- **Esercizi da svolgere**
[a] Secondo il testo sulla sicurezza e il BIM, come viene descritta l'8D nella definizione più completa?
[b] Prosegua il testo sulla sicurezza e il BIM a partire dall'ultima riga riportata.

- **Estratto del testo**
Il tema della sicurezza sui luoghi di lavoro rimane ancora oggi rilevante nel settore delle costruzioni, con migliaia di infortuni riportati ogni anno in Italia e con un tasso di decessi più elevato rispetto a molti altri settori produttivi. Se ampliamo l’orizzonte oltre la fase realizzativa, al ciclo di vita dell’opera, il quadro si fa ancora più grave. Può il BIM innescare un cambio di approccio con cui viene trattato il tema della sicurezza nel contesto edilizio che possa migliorare la condizione attuale?

8D, la nuova dimensione del BIM

L’ottava dimensione del BIM riguarda la sicurezza e la prevenzione degli infortuni in cantiere. O almeno questo è quando si sente spesso parlando di 8D legato al BIM. Una definizione più completa descriverebbe l’8D nel BIM come la prevenzione dei rischi per la sicurezza delle persone durante tutto il ciclo di vita di un’opera, dalla fase iniziale di ideazione e progettazione, attraverso la costruzione, la fase operativa e la manutenzione dell'edificio. In questi termini, l’8D appare come uno strumento in grado di fornire al settore delle costruzioni migliori risultati nel campo della salute e sicurezza, con risvolti importanti anche al di fuori della sola realizzazione.

 

Potenzialità e vantaggi

Alcune potenzialità e vantaggi già individuati dalla letteratura:

  • migliore capacità di identificare, anticipare e ridurre al minimo i rischi prima che si verifichino emergenze sul campo, e più rapida risoluzione dei problemi, risparmiando tempo e costi;
  • migliore capacità di pianificare le attività, nonché le risorse necessarie per ciascuna attività, diminuendo il numero di errori e dubbi sul progetto;
  • possibilità d'uso di controlli automatizzabili e semplificazione nella gestione di materiali, attrezzature o manodopera;
  • comunicazioni più rapide, migliore comunicazione tra i partecipanti;
  • output informativi facilmente utilizzabili a fini formativi;
  • maggiore automazione nell'identificazione delle misure preventive;
  • migliore capacità di analisi degli infortuni sul lavoro;
  • semplificazione nell’ispezione dei luoghi di lavoro;
  • migliore pianificazione di intervento in stato emergenziale.

Come le altre dimensioni anche l’8D si basa sulla possibilità di intercettare e correggere situazioni problematiche prima che le stesse si verifichino. Questo avviene sfruttando la capacità di analisi e simulazione che i computer e software dedicati ci offrono. In realtà le possibilità sono maggiori.

 

 

Prevention through design (Ptd)

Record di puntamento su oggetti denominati
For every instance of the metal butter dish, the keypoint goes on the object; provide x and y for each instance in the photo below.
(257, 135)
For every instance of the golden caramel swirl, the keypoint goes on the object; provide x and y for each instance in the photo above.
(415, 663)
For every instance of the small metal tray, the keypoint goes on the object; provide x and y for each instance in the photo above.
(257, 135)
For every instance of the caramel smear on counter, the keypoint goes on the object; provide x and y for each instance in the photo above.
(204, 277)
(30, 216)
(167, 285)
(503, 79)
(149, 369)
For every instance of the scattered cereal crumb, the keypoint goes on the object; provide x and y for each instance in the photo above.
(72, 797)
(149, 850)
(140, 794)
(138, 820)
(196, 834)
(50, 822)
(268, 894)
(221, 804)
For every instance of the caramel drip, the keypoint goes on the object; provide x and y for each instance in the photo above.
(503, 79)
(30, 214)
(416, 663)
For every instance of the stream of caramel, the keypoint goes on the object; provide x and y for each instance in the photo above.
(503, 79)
---
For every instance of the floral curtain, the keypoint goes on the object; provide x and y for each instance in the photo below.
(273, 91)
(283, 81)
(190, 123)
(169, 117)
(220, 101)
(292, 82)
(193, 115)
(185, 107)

- **Risposte agli esercizi**
[a] Come la prevenzione dei rischi per la sicurezza delle persone durante tutto il ciclo di vita di un'opera, dall'ideazione e progettazione alla costruzione, alla fase operativa e alla manutenzione dell'edificio.

[b]
Come è stato per il passaggio dal coordinamento tradizionale alla gestione BIM del progetto, la gestione della sicurezza viene sostanzialmente ribaltata con l’introduzione del BIM. Per capire in che termini questo avviene è necessario partire del concetto di Prevention through design (Ptd). È dimostrato che la possibilità di influenzare la sicurezza in fase di realizzazione è tanto maggiore quanto più si è lontani dalla fase realizzativa. Il progettista può pertanto avere un impatto significativo sulla sicurezza dei lavoratori che si occuperanno di realizzare l’opera attuando scelte progettuali migliori dal punto di vista della sicurezza, che implichino una riduzione dei rischi in cantiere, senza compromettere il risultato formale e funzionale dell'opera stessa.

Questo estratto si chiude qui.